-- Task prompt --
Scan the material for the word "marker", then return every line where it appears.

-- Excerpted records --

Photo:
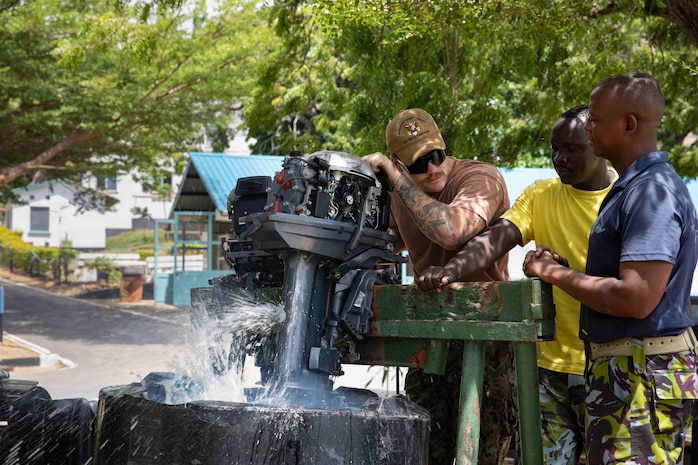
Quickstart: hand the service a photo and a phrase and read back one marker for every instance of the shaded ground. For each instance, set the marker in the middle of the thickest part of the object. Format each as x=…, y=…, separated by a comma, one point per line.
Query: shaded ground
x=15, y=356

---

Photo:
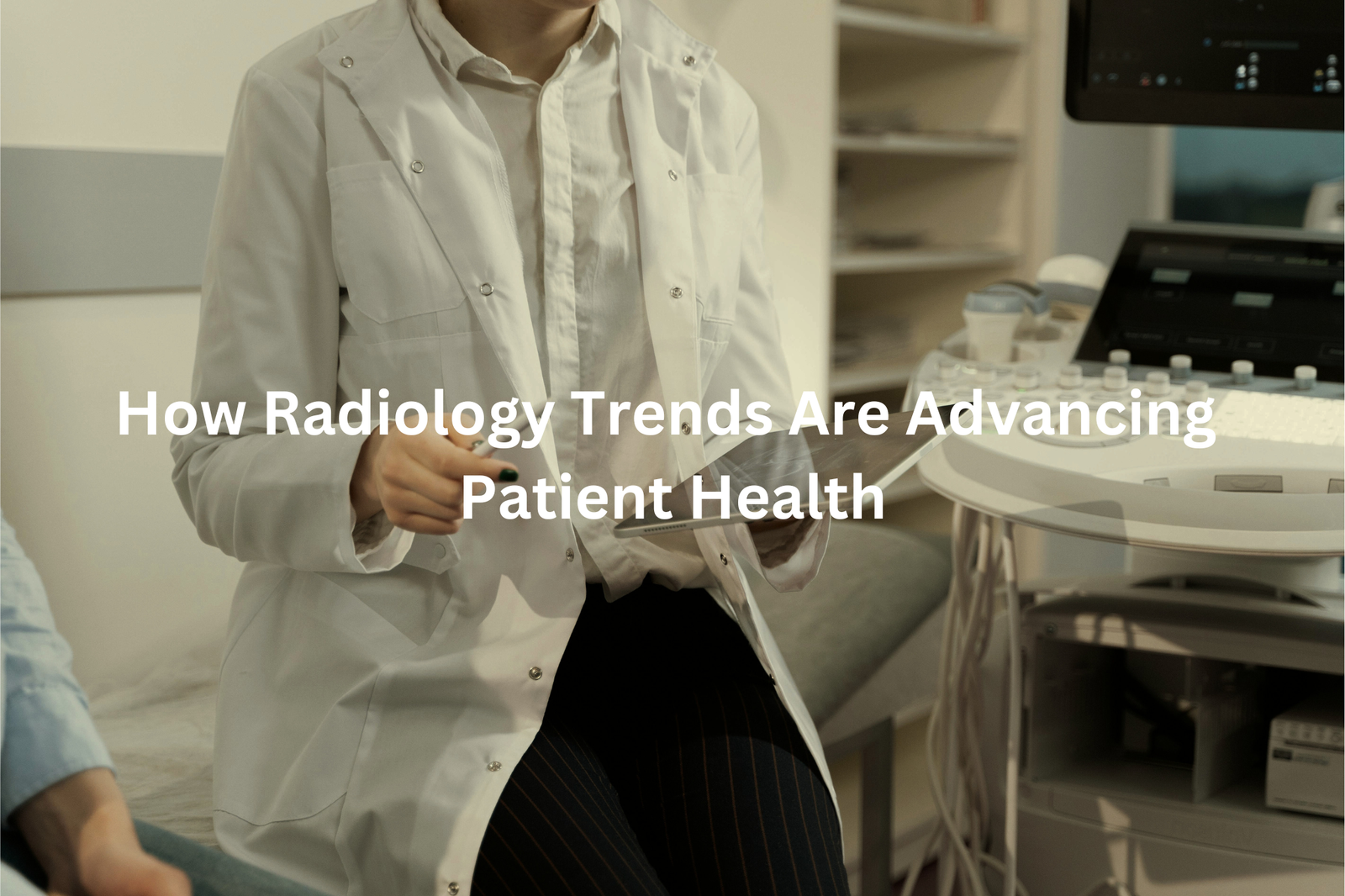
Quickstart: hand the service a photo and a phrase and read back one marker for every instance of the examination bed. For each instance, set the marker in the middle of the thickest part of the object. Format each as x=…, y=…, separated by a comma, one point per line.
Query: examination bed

-- Expected answer --
Quickstart: hand the service a photo and a phrase and read back one marker for every instance of the shaded ground. For each instance, set the marker in the middle of the thickest part of the object. Format each as x=…, y=…, separated by a comma, one point per line.
Quickstart: hand the service a photo and a phrase and read back one marker for every instance of the examination bed. For each instance, set the marker in the middle of the thickest part of the object. Format each as x=…, y=…, separated by a comma, one point per line.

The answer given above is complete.